** Opening Material for this exercise block **
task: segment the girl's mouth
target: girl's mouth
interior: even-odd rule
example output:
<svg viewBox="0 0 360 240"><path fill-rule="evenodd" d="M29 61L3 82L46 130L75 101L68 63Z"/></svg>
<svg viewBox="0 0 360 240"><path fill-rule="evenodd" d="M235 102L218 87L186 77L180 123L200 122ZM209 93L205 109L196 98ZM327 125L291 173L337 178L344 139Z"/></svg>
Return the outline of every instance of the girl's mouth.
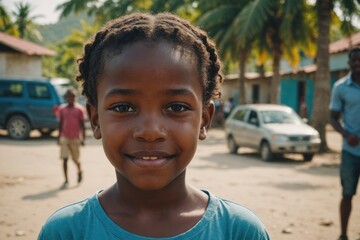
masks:
<svg viewBox="0 0 360 240"><path fill-rule="evenodd" d="M160 168L164 166L173 155L165 152L139 151L126 155L136 166L141 168Z"/></svg>

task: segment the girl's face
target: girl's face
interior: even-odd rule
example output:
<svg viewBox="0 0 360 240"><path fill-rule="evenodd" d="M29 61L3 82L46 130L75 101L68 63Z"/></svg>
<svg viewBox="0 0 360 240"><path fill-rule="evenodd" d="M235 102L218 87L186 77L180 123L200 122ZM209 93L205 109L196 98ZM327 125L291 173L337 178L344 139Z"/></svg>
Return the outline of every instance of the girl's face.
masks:
<svg viewBox="0 0 360 240"><path fill-rule="evenodd" d="M102 138L118 179L159 190L192 160L205 139L213 105L204 107L197 63L171 44L137 42L107 60L88 105L94 136ZM181 181L181 180L179 180Z"/></svg>

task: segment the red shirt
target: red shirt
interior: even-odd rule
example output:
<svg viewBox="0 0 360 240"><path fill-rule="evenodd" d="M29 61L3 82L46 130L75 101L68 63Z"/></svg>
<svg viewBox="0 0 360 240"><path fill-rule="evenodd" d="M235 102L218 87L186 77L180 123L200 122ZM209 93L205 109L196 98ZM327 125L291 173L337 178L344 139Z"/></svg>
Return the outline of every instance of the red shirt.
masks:
<svg viewBox="0 0 360 240"><path fill-rule="evenodd" d="M79 105L69 107L67 104L60 106L59 119L61 124L61 137L82 139L81 125L86 119L85 109Z"/></svg>

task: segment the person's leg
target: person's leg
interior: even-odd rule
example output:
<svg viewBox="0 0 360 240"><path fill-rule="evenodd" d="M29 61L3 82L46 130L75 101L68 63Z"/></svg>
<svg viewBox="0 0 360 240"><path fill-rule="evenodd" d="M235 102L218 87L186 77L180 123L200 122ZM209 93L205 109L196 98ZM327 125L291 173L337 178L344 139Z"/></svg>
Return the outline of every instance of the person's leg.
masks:
<svg viewBox="0 0 360 240"><path fill-rule="evenodd" d="M66 138L60 138L60 158L63 160L63 174L64 174L64 184L63 187L66 187L69 183L68 172L67 172L67 161L69 159L69 149L68 142Z"/></svg>
<svg viewBox="0 0 360 240"><path fill-rule="evenodd" d="M67 162L68 162L68 158L63 158L63 171L64 171L64 177L65 177L64 184L67 184L69 182L68 173L67 173Z"/></svg>
<svg viewBox="0 0 360 240"><path fill-rule="evenodd" d="M342 185L342 199L340 202L341 240L347 240L348 223L352 209L352 197L356 193L360 174L360 158L346 151L342 152L340 177Z"/></svg>
<svg viewBox="0 0 360 240"><path fill-rule="evenodd" d="M70 146L70 153L71 157L77 167L77 175L78 175L78 183L82 181L82 170L81 170L81 163L80 163L80 146L81 141L79 139L74 139L71 141Z"/></svg>
<svg viewBox="0 0 360 240"><path fill-rule="evenodd" d="M352 204L351 196L343 196L340 203L340 221L341 221L341 235L347 236L347 227L349 223Z"/></svg>

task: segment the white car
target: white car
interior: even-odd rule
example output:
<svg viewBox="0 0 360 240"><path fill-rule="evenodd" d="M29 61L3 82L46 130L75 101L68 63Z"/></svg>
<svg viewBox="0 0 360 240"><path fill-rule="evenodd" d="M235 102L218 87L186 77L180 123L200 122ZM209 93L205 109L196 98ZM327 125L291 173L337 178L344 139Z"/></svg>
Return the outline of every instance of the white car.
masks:
<svg viewBox="0 0 360 240"><path fill-rule="evenodd" d="M234 108L225 122L230 153L239 147L257 149L264 161L285 153L299 153L311 161L320 149L319 133L290 107L248 104Z"/></svg>

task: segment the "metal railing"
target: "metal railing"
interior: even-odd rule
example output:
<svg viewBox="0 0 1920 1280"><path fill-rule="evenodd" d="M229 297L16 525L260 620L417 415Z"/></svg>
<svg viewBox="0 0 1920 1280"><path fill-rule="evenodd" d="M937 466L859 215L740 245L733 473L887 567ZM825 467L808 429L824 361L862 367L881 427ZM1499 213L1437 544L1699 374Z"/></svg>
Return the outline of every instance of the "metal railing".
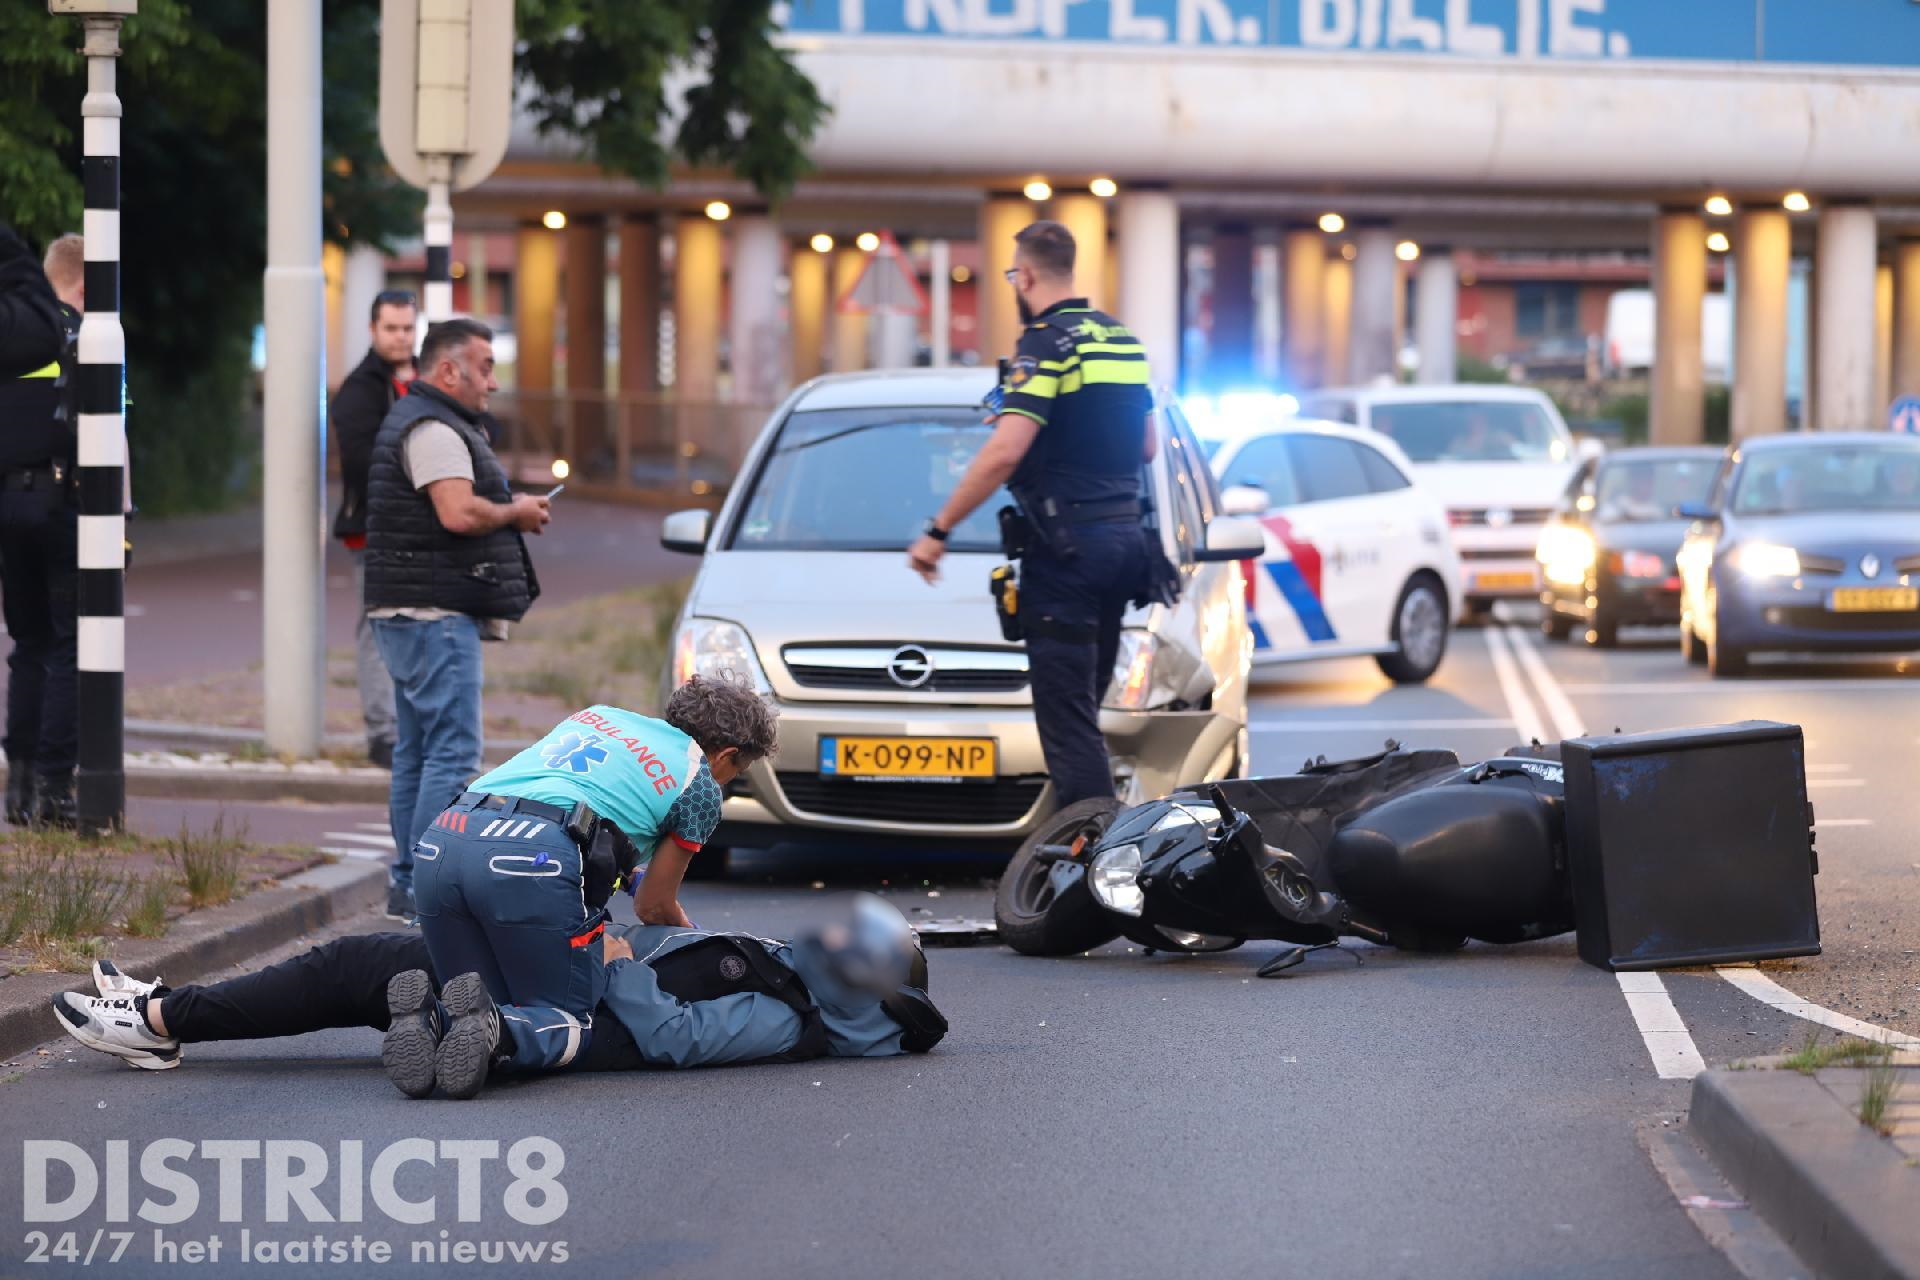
** Closing Material for this exercise block **
Pick out the lines above that hold the string "face" and show them.

**Exercise response**
task: segment the girl's face
target: girl's face
Return the outline of every instance of the girl's face.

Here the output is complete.